= Goal of the exercise =
Give back the full material, exactly as it reads.

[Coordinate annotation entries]
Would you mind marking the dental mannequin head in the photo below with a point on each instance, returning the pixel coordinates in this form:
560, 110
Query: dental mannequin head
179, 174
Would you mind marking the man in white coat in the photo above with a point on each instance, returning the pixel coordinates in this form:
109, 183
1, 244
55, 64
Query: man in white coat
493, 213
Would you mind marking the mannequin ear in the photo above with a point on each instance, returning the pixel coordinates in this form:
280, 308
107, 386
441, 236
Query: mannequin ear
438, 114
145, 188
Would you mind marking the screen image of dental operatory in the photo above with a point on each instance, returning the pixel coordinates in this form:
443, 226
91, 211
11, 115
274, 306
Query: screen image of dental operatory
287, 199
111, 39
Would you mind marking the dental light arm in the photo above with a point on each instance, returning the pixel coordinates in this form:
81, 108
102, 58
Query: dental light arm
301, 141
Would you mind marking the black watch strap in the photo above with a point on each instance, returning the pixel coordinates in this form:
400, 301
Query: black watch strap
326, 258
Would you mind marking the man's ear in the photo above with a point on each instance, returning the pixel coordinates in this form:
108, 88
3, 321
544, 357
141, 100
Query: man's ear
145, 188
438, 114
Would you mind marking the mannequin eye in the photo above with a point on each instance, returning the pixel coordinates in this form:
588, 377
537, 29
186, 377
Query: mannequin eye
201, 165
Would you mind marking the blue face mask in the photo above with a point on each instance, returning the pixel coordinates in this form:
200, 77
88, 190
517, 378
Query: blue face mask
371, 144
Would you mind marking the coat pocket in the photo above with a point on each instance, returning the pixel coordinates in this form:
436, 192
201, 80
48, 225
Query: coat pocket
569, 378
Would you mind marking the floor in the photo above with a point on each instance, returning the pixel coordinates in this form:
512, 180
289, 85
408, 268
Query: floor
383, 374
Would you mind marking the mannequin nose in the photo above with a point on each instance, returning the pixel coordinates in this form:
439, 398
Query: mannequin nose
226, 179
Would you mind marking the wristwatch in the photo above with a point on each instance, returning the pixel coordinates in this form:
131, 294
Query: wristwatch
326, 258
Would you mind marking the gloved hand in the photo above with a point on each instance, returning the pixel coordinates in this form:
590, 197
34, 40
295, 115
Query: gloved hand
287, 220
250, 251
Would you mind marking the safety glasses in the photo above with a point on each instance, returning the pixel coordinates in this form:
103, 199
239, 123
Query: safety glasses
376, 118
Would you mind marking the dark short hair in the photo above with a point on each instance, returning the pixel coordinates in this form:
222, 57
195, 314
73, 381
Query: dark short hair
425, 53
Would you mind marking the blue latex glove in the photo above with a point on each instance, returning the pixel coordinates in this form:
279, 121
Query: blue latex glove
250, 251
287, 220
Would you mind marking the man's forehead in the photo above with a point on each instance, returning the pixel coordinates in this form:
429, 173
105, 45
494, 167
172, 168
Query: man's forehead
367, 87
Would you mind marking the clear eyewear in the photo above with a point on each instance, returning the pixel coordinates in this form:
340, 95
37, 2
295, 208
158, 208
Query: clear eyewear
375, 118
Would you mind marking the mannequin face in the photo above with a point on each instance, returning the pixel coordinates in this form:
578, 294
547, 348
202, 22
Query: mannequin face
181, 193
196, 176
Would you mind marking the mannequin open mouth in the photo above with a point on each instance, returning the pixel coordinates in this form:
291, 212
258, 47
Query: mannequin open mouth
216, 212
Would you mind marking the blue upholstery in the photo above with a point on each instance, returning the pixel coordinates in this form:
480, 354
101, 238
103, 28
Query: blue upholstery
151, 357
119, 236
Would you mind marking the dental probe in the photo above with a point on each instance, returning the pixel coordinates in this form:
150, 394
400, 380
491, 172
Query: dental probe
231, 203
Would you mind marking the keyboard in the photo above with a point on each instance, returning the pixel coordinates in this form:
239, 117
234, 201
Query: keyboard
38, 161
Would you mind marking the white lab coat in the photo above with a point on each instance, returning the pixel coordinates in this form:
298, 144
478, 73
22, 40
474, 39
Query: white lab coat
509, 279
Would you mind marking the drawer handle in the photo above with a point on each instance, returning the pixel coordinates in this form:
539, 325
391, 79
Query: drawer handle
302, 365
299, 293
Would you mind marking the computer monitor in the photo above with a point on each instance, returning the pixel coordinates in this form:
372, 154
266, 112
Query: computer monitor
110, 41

= Exercise output =
Would you mind marking the dental mannequin head in the photo below with a point on each instance, returning the pixel coordinates in this form:
560, 110
Query: dental mannequin head
179, 174
Would you mind marking the man in white coat in the photo above with a point on each instance, returning the pixel coordinates in this form:
109, 183
1, 244
55, 64
Query: man in white coat
493, 213
Would you mind marking the mannequin ear in the photo above with a point on each instance, returning the pixel coordinates in this form:
280, 308
107, 386
441, 236
Query: mannequin ear
438, 114
145, 188
Would you mind marking the screen image of dental operatory in the photo above with a point on each instance, returning the pixel coordinates in this form:
443, 226
91, 211
11, 115
274, 306
Query: screen image of dental operatory
287, 199
111, 39
Would you mind marking the dental light arm in the photo above with a point on each instance, returning the pixel coordinates in this form:
81, 108
102, 58
Query: dental light arm
301, 141
Would you mind marking the black watch strap in the photo above with a point on each instance, returning the pixel coordinates in this form:
400, 301
Query: black watch strap
326, 258
Would you mind marking the man's ear in the photo above with a point on each instance, returning the pixel coordinates in this form:
108, 88
3, 321
544, 357
141, 100
Query: man's ear
145, 188
438, 114
Would you mind marking the mannequin eye in the photo above with a point on each instance, returning the pixel coordinates in this form:
588, 377
537, 29
186, 377
Query: mannequin eye
201, 165
Would you mind marking the blue face mask in the photo above with a point on each instance, returning the pixel coordinates in this form:
200, 77
88, 190
517, 378
Query: blue face mask
371, 144
Would you mind marking the coat pocket in the photo above with a point on each instance, returning the pixel coordinates in this form:
436, 192
201, 80
48, 225
Query: coat pocket
569, 378
Would you mind marking the floor in the photo above with a point on each instance, returning the pixel coordinates in this form:
512, 180
289, 85
408, 268
Query: floor
383, 374
Would you mind marking the mannequin nose in the photo above with a point on each instance, returning the pixel coordinates in this form:
439, 398
Query: mannequin nose
226, 179
Would you mind marking the wristwatch in the photo above with a point on each instance, returning the pixel coordinates in this form:
131, 294
Query: wristwatch
326, 258
Would you mind marking the gloved hand in the photo above with a point on each instance, returning the pixel coordinates in this form:
590, 197
34, 40
295, 115
Query: gloved hand
287, 220
250, 251
Would you mind marking the safety glasses in the photo above with a point on each instance, returning the pixel coordinates in this form:
103, 199
239, 123
Query: safety glasses
376, 118
Would you mind marking the dark short hair in the photo above with a point on each instance, returning the pixel coordinates in this form:
222, 57
195, 314
73, 381
Query: dark short hair
425, 53
Would you mind marking the blue latex glove in the photo above with a point on each instance, returning the pixel coordinates in this form:
279, 121
Query: blue latex glove
250, 251
287, 220
Would you mind marking the man's forehead in the photo above with a point on each instance, returning the pixel coordinates in this form:
429, 173
105, 45
494, 167
172, 168
Query: man's forehead
367, 87
Would you mind marking the clear eyewear in the photo above with a point on each instance, returning the pixel coordinates in this form:
340, 95
37, 2
295, 208
158, 208
Query: clear eyewear
375, 118
Would you mind marking the mannequin face in the photo above with a point on each instance, returning the pixel coordinates in this form:
578, 294
547, 348
202, 22
Query: mannequin face
181, 193
196, 176
Would you mind marking the mannequin open mouth in the photo above with a point on each instance, returning the pixel coordinates in this form:
291, 212
258, 47
Query: mannequin open mouth
216, 212
Would you mind marking the blue upholstery in the photo above with a point on each instance, returning the pixel coordinates in this form:
480, 354
101, 238
103, 28
Query: blue upholstery
151, 357
119, 236
Would you mind marking the dental probe in the photo above with a point on each instance, returning the pixel coordinates in this form:
150, 394
400, 380
491, 172
Query: dental probe
231, 203
Would you mind marking the keyboard in the photo above with a point on each instance, returning the pixel coordinates in this form:
239, 117
234, 201
Query: keyboard
38, 161
Would you mind marking the white lab coat in the photo above with a point on each instance, returning the pixel coordinates in this form:
298, 144
478, 73
22, 40
474, 39
Query: white lab coat
509, 279
Would you mind marking the drawer handle in the photo above with a point on each instance, returning the pixel coordinates in this form:
539, 325
391, 79
Query: drawer handle
302, 365
299, 293
Would you mind marking the computer monitor in the photo above with a point on each instance, returning the pixel coordinates in this form:
372, 154
266, 112
Query: computer monitor
110, 41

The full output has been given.